# Required work
Every line that includes the word "each" needs to be copied from the listing.

# Given information
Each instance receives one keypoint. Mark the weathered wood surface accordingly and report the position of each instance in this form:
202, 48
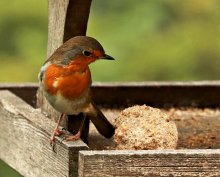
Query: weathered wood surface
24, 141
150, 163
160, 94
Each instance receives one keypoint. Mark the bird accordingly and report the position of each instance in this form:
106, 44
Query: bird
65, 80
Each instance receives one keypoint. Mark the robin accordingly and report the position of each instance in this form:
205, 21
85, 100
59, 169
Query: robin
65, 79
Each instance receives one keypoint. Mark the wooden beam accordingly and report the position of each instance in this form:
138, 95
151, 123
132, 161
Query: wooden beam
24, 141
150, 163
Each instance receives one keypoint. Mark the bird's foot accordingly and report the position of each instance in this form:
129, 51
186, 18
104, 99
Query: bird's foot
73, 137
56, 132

---

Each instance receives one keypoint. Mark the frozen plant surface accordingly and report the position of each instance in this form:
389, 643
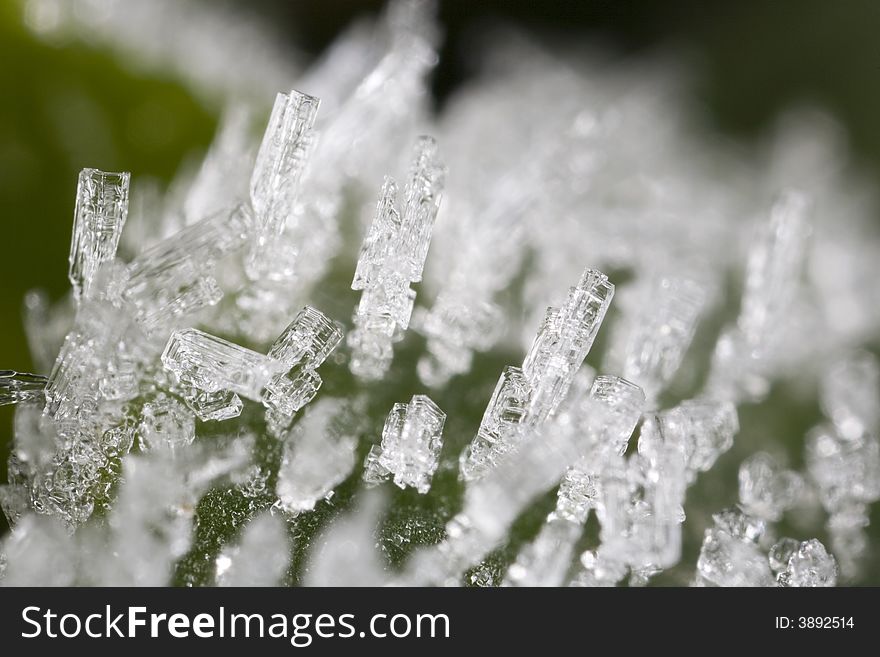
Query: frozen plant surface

# Solution to this task
Each instance receives one keypoint. Mark the weathered wood surface accordingly and report the position of each instance in this form:
Each instance receives one keypoint. Mark the bird accordingly and report the position of each instance in this form:
Each instance receives one keypoint. Mark the robin accordingly and report the position of each instance in this form:
Each instance receives one keypoint. Mark the wooden beam accordingly and report the position of each instance in this form:
Each instance receives one keypoint. Mark the bird's foot accordingly and report the position of each instance in this form:
Each instance receives one keypoint. Mark the frozen plant surface accordingly and report the position of each instance in this form:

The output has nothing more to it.